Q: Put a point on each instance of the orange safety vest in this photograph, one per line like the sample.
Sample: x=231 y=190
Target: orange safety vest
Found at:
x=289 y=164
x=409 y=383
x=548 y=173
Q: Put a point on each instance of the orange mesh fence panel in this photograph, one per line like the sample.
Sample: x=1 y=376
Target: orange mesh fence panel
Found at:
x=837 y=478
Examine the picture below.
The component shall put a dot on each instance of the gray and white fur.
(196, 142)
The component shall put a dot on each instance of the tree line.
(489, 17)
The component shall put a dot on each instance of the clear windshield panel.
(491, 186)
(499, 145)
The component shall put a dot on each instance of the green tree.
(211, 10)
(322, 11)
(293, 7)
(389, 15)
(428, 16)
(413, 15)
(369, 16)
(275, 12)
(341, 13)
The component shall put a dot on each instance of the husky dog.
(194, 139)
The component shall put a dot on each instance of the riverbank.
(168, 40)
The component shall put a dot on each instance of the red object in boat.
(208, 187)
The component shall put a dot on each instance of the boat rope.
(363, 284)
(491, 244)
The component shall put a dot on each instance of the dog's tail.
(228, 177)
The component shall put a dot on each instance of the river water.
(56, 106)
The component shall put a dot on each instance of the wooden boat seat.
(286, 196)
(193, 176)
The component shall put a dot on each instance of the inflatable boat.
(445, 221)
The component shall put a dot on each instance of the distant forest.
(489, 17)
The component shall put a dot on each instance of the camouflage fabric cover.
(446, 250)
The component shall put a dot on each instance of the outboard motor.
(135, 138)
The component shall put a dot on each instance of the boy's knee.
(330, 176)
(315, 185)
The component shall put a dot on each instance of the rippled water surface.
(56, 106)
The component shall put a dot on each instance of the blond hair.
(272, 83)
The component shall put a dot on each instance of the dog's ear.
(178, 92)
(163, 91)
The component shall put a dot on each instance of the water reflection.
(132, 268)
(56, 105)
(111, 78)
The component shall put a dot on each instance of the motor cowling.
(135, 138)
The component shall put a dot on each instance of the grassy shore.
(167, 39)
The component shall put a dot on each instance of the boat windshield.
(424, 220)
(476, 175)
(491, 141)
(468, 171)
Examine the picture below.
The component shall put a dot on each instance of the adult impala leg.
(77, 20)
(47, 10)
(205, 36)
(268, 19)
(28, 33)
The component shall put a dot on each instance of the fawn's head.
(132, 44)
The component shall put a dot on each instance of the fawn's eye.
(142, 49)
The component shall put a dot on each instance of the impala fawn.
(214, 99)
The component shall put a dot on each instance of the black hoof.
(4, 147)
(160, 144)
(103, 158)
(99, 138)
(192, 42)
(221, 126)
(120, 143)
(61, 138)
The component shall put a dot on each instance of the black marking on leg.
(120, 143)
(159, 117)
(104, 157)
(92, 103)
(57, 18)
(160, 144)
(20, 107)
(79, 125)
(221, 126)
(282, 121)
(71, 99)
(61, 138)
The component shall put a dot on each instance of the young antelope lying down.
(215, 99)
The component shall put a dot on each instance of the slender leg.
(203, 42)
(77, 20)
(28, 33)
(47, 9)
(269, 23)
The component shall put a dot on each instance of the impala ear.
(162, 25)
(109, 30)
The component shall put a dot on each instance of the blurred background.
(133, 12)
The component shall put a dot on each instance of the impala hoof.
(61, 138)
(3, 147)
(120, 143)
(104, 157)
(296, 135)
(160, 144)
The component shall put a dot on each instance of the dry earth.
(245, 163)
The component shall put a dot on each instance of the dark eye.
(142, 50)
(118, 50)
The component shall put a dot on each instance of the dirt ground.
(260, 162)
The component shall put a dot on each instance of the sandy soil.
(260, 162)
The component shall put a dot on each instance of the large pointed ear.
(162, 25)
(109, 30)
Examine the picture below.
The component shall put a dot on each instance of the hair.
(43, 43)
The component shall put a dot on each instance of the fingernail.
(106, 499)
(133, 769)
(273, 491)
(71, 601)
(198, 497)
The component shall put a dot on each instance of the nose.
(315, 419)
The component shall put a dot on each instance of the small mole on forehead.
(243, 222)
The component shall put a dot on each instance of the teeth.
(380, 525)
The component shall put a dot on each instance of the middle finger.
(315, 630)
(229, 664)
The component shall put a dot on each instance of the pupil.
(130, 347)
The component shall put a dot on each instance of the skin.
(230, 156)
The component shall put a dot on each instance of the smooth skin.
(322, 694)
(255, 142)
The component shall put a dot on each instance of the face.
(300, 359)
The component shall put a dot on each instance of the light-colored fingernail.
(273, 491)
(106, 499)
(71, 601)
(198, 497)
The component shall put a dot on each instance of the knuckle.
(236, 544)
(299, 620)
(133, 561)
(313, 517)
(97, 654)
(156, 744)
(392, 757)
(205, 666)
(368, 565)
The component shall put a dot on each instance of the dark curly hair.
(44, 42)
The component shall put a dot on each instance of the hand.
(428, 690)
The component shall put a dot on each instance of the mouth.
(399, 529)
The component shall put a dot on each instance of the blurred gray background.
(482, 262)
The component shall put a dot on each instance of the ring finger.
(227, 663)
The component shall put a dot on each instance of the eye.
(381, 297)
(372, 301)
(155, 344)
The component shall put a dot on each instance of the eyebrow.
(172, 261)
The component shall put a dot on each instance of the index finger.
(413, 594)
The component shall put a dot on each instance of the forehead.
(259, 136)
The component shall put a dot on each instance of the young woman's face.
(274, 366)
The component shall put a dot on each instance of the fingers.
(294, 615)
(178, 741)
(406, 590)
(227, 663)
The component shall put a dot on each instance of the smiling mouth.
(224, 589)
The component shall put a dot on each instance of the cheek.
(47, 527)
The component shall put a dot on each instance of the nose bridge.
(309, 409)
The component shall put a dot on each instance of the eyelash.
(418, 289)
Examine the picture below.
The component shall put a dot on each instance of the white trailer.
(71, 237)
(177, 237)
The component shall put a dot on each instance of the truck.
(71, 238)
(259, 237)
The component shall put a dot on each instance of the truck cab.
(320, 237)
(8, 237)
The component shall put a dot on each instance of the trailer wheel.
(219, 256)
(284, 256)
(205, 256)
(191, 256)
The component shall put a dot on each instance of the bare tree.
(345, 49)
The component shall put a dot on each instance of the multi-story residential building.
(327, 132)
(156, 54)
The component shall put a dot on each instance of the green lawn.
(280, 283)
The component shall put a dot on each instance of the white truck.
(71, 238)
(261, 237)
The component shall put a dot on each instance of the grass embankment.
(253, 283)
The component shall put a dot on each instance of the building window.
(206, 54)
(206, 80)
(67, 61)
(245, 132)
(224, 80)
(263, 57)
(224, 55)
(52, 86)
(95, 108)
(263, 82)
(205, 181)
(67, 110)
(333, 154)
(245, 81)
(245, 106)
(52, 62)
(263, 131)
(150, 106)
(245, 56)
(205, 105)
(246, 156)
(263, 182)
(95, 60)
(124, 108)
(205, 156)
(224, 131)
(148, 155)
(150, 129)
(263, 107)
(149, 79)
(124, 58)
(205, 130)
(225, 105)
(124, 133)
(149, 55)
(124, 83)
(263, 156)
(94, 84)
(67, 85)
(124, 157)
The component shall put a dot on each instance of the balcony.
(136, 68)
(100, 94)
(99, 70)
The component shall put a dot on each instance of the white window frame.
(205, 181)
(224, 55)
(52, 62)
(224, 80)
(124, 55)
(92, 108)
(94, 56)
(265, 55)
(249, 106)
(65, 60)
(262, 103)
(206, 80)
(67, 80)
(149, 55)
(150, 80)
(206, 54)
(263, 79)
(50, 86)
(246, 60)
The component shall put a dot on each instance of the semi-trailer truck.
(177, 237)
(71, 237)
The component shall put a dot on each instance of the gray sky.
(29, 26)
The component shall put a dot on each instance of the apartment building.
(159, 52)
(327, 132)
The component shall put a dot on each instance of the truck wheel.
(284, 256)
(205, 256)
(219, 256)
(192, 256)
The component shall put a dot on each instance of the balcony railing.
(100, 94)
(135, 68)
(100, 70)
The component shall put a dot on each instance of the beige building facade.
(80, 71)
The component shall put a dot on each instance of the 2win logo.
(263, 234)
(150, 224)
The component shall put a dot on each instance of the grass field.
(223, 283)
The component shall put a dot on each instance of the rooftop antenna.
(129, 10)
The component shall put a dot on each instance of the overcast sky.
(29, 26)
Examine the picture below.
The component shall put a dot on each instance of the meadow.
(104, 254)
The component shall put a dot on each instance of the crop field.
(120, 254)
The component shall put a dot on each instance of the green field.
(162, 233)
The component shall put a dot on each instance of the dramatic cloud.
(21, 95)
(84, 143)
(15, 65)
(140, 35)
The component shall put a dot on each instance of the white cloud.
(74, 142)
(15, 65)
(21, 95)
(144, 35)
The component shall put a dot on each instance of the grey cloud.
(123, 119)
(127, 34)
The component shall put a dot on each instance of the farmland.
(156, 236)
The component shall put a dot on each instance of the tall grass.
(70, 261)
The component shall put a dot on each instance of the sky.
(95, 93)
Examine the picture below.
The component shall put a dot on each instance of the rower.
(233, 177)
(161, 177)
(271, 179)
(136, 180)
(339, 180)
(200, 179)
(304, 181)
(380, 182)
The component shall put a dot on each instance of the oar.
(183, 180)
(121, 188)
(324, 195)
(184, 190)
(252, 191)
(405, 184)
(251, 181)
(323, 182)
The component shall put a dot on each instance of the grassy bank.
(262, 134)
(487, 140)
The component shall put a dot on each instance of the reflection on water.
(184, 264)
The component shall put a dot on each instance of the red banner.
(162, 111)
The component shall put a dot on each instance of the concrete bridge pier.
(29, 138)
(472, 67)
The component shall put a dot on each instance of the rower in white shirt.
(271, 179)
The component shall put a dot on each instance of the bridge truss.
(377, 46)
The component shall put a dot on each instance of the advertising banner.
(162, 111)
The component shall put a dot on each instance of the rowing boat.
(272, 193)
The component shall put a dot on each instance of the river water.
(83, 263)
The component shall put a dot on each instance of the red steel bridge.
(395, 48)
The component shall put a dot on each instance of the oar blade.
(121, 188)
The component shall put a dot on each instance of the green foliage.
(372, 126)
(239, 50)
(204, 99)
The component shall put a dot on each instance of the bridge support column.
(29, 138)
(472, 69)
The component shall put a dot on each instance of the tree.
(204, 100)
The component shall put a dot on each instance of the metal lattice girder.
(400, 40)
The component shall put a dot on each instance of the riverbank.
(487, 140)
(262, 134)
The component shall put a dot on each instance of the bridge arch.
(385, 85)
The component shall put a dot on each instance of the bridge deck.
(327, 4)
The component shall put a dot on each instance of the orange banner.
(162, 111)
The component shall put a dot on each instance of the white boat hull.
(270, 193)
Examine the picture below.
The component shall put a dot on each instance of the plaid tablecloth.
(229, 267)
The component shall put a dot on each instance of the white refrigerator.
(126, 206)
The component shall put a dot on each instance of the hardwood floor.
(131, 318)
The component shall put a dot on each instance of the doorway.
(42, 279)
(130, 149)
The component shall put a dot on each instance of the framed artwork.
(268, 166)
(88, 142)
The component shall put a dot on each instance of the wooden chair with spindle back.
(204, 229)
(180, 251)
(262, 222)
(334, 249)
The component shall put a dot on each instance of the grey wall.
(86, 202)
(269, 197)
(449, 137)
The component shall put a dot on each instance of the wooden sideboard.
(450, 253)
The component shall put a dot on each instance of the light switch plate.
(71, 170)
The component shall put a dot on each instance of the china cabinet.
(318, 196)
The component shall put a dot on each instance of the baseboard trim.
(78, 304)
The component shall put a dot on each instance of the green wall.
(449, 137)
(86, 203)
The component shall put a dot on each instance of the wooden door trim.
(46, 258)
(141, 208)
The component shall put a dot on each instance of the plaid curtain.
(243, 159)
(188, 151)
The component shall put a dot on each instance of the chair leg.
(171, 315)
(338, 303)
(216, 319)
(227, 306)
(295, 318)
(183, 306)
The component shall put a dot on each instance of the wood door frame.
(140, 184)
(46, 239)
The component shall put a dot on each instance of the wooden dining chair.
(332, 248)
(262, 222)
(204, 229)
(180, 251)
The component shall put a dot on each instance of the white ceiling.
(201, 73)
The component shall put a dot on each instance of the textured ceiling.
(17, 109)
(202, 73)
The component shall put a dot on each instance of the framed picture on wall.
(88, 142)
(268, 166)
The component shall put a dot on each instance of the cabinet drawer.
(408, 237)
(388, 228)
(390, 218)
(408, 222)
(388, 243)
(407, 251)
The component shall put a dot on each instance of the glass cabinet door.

-- -- --

*What to produce:* Within the entries, find all lines holding "photograph" and copy each one.

*Result:*
Q: Put a point on each instance of the orange safety vest in this photograph, one per line like the sample.
Q: Put a point on each instance of the orange mesh fence panel in this photograph, one per line like the sample.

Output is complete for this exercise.